## TASK BRIEF:
Please give the listing again in its entirety, exactly as written.

## LISTED RECORDS:
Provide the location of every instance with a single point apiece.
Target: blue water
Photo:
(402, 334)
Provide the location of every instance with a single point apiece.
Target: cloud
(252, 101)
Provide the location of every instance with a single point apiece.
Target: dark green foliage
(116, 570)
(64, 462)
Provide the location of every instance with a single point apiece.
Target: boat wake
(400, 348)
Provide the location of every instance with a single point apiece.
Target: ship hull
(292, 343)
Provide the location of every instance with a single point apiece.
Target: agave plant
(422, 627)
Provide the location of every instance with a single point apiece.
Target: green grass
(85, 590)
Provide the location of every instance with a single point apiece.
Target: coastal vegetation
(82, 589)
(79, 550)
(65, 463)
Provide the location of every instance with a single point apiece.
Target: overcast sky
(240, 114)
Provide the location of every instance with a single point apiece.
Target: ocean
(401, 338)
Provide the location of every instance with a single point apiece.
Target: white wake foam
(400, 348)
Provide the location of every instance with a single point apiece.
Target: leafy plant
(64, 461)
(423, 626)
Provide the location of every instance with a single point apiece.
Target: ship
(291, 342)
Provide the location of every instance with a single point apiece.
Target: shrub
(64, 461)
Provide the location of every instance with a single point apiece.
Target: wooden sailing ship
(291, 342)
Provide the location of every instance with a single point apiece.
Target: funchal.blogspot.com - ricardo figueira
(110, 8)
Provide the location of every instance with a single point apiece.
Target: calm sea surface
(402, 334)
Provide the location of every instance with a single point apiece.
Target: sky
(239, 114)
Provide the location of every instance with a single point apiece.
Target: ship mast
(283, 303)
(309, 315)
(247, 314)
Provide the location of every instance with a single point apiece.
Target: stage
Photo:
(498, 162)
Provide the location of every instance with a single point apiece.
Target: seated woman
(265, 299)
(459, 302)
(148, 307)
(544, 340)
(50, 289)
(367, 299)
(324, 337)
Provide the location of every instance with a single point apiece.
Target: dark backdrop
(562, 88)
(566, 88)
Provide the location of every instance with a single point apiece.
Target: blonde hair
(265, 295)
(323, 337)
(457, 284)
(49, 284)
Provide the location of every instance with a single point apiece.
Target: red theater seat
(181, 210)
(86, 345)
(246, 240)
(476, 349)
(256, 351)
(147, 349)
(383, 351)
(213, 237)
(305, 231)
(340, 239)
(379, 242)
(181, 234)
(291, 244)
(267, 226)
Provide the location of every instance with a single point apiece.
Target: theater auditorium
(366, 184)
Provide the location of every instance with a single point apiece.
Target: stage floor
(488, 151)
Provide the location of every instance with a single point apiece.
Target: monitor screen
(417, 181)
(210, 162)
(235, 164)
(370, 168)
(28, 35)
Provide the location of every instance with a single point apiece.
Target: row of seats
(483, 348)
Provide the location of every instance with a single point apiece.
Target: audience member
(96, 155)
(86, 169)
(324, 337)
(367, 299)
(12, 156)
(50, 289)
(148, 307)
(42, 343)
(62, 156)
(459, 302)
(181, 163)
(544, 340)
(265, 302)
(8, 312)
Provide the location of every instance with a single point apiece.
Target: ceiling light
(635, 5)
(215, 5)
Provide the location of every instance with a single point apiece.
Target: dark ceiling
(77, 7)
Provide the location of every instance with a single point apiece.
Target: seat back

## ANSWER IN FULL:
Provide the location of every instance with a single point apiece.
Target: blue water
Photo:
(402, 334)
Provide the location of every instance with a single point apiece.
Target: cloud
(252, 101)
Provide the location of every instance with a single point apiece.
Target: dark green foliage
(116, 570)
(64, 462)
Provide the location of every instance with a single point apiece.
Target: boat wake
(400, 348)
Provide the location of every instance with a single point apiece.
Target: ship hull
(292, 343)
Provide the location of every instance with a single point apiece.
Target: agave plant
(422, 627)
Provide the location of every instance with a single point apiece.
Target: green grass
(85, 590)
Provide the location of every instance with a single point apiece.
Target: coastal vegetation
(82, 589)
(79, 550)
(65, 463)
Provide the location of every instance with a single point apiece.
Target: overcast sky
(240, 114)
Provide the location of every instance with a single point apiece.
Target: ocean
(401, 338)
Provide the location of every instance with a single point apiece.
Target: white wake foam
(400, 348)
Provide the location of every instance with a single point apiece.
Target: leafy plant
(64, 461)
(423, 626)
Provide the location of every instance with a single point apiece.
Target: ship
(291, 342)
Provide the location of every instance with a single point apiece.
Target: shrub
(64, 461)
Provide the location of every instance with a single point apiece.
Target: wooden sailing ship
(291, 342)
Provide the location of every instance with a single point apiece.
Target: funchal.blogspot.com - ricardo figueira
(110, 8)
Provide the location of every instance with a single point apiece.
Target: calm sea surface
(402, 334)
Provide the location of every instance with a single point apiece.
Target: sky
(239, 114)
Provide the location of every instance with a single point apiece.
Target: ship mast
(283, 303)
(309, 315)
(247, 314)
Provide the location of every instance with a single point apiece.
Target: stage
Photo:
(498, 162)
Provide the location of every instance with a single point apiece.
Target: seated woman
(265, 299)
(459, 302)
(148, 307)
(544, 340)
(50, 289)
(367, 299)
(324, 337)
Provide the location of every instance with a single point apiece.
Target: dark backdrop
(562, 88)
(566, 88)
Provide the location of every instance with a single point apiece.
Target: blonde hair
(265, 295)
(323, 337)
(457, 284)
(49, 284)
Provide the location of every instance with a single point apiece.
Target: red theater seat
(181, 210)
(86, 345)
(246, 240)
(476, 349)
(256, 351)
(147, 349)
(383, 351)
(213, 237)
(305, 231)
(340, 239)
(379, 242)
(181, 234)
(291, 244)
(267, 226)
Provide the location of every instance with a single point apiece.
Target: theater auditorium
(366, 184)
Provide the location of every instance with a single point apiece.
Target: stage floor
(488, 151)
Provide the location of every instance with a single point apiece.
Target: monitor screen
(417, 181)
(210, 162)
(235, 164)
(370, 168)
(28, 35)
Provide the location of every instance with a single point apiece.
Target: row of seats
(483, 348)
Provide the location of every instance with a single point apiece.
Target: audience member
(96, 155)
(86, 169)
(324, 337)
(367, 299)
(12, 156)
(50, 289)
(148, 307)
(42, 343)
(62, 156)
(459, 302)
(181, 163)
(544, 340)
(265, 302)
(8, 312)
Provide the location of every instance with a single point apiece.
Target: ceiling light
(635, 5)
(215, 5)
Provide the location of every instance with a single point apiece.
Target: dark ceiling
(77, 7)
Provide the location of every instance with a single point apiece.
Target: seat back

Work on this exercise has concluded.